===== Text section

The common barriers to using hotel apps among business travelers largely center around inconvenience and a lack of features that they want from those apps. Some common uses of hotel apps among business travelers include check-in/out and account management.

Findings

A. Five Common Barriers to Using Hotel Apps on a Business Trip

  • The lack of usability or related limitations of a hotel app is a common barrier to using a hotel app on a business trip. When business travelers book hotel rooms on their mobile devices, speed and simplicity are paramount to them. Research from Google found that "69% of business travelers say limitations or usability issues on mobile are the biggest reasons they book on a different device."
  • A common barrier to using hotel apps on a business trip is the lack of a mobile check-in/out function. According to JTB Business Travel, "[m]ost business travelers want to stay at hotels where they can use an app to check in and check out — and hotels brands are responding to that desire. . . These new technologies aren’t just appreciated, they are now expected by most business travelers."

==========
===== Information supplied

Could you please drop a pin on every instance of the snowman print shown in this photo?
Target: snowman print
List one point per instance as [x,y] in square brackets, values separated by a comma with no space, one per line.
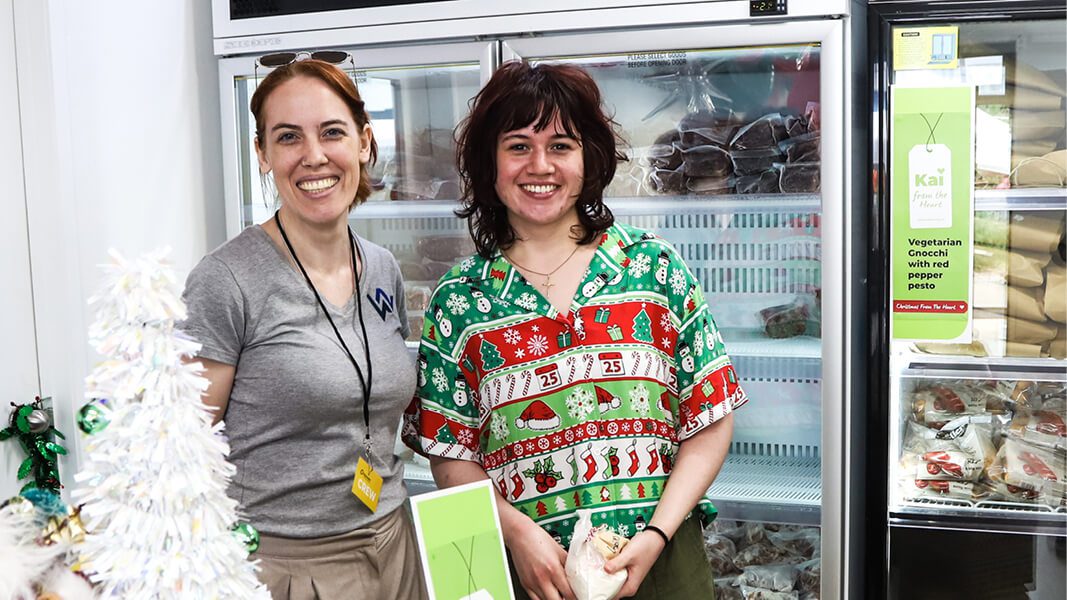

==========

§ **Exercise requirements**
Continue the text on business travelers' barriers to using hotel apps, starting right after its last sentence.

§ **Written answer**
  • The inconvenient downloading of a hotel app is a common barrier to using hotel apps on a business trip among "bluxury" (business luxury) travelers (also called "bleisure" (business leisure)) travelers. In fact, "[e]xperts think the biggest hurdle to using mobile apps is the inconvenience of downloading it, especially in indie hotels."
  • Another common barrier to using hotel apps on a business trip among one-time customers is their desire to not "clutter up their devices with unnecessary applications" compared to repeat customers. That reality is reflected by the fact that "business travelers typically have [just] 3.1 travel apps" and that category includes more than just hotel apps.
  • The stand-alone nature of a hotel (or other travel-related) app is a common barrier to using single-purpose travel apps (e.g. hotel apps) on a business trip. That's because "57% of travelers want a single app for all of their travel planning and booking needs" instead of one app for a single purpose (e.g. hotel-only app).

B. Common Uses of Hotel Apps Among Business Travelers

  • The most-common uses of hotel apps among business travelers is a tie between "check[ing] the status of a reservation" and "manag[ing] their rewards points or account" as 43% of them do so for each.
  • Business travelers commonly use hotel apps to "book a hotel stay" as 39% of them do so.
  • Mobile check-in is another common use of hotel apps among business travelers, as a survey found that 25% of them did such during their previous hotel stay on a business trip. The use of hotel apps for mobile check-in is especially popular among Gen X and millennial business travelers, as those generations "do[] so at a much higher rate than baby boomers" (percentage not stated). That app usage is further illustrated by the fact that twenty-two percent of business travelers listed mobile or online check-in and check-out among the top three hotel tech innovations for travel that they have the most interest in.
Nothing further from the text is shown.